**Task list**
a – Answer these from the passage on blooom's investment advice, one line each:
(i) What share of blooom clients made their investment strategy more conservative in March, according to the company's data?
(ii) By how much had the market already declined when some clients moved their stock investments to bonds or cash?
(iii) What does the passage say the job of blooom as advisor and fiduciary is?
b – Carry on the passage about blooom clients during the March market crash, starting right after its final sentence.

**Passage for review**
Please reach out to us before making a change to your investments on your own. This is why we’re here.”
Our advice, and our answer to this question, can be extremely frustrating for some to hear in the moment. We understand that. Especially in the midst of what we are currently going through as a country. But what we hope many of you have learned in your experience with blooom so far, is that our job is not to answer your questions with what you necessarily WANT to hear or what you expect to hear. Our job as your advisor, and a fiduciary, is to give you the answers you NEED to hear, when you need to hear them the most.
We are very proud of the fact that in the month of March, as the sky was falling in the stock market, our own data indicated that less than 3% of blooom clients actually made an adjustment to make their blooom investment strategy more conservative. While we understand the desire to do so and our system allows clients to make these changes as they wish, doing so in the midst of an historic market crash is something we generally want people to avoid, if possible.
But we also know that there were others who made adjustments to their accounts on their own, without having a chance to talk through their concerns with us. Some ended up selling their stock investments completely to bonds or cash to avoid further pain after the market had already declined over 30%, effectively locking in those losses and making them permanent at the worst possible time – just before the market began to rebound days later.

**Supplied information**
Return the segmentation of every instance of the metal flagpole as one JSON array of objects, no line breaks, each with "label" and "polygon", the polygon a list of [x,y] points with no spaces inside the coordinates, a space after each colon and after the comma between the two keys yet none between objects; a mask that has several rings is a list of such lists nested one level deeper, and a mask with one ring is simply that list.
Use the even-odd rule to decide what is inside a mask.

**Answers for this exercise**
a –
(i) Less than 3%.
(ii) Over 30%.
(iii) To give clients the answers they need to hear, when they need to hear them the most.

b –
If you happen to be someone that did just that, know that we don’t say this to shame you or anyone else. There are very few investors, or even advisors or asset managers with decades of experience, that can honestly say they haven’t made this exact same mistake on their own a handful of times. We simply hope to make it more clear to our clients that they hired blooom for a reason. And in order to do what we do best, we want you to remember we’re here to talk through these things with you in times when you’re doubting your strategy or you’re just feeling uneasy about the market. Know that we always have your back and online access to an advisor is part of your blooom membership.
The eye of the storm?
What we’ve gone through so far this year, along with what recent public health and economic data indicates may lie ahead in the coming months, certainly feels a lot like a category 5 hurricane. In fact, it actually makes a lot of sense to think of this moment we’re in this summer, as the eye of the storm – a somewhat deceptive sense of calm.
But what we know about both weather and the stock market forecasts, is that neither is as reliable as we’d hope, when we need or want them to be. The virus seems to be making a comeback and a highly contentious presidential election is just months away.
What’s important as an investor in this particular moment is not your ability to know for certain what lies ahead (not possible), but instead to digest what this market has experienced in recent months and how you either did or didn’t react to it. Take advantage of this relative calm to remind yourself of the “Why?” behind the strategy you have in place and the reason you signed up for a service like blooom. And if you don’t know the answer or you happen to question if it’s the right approach for you, reach out to us for a conversation.
Even the greatest of storms cannot last forever. And there are some things you can only learn in a storm.
The information is provided for discussion purposes only and should not be considered as advice for your investments. Past performance is no guarantee of future results. Please consult an investment advisor before you invest.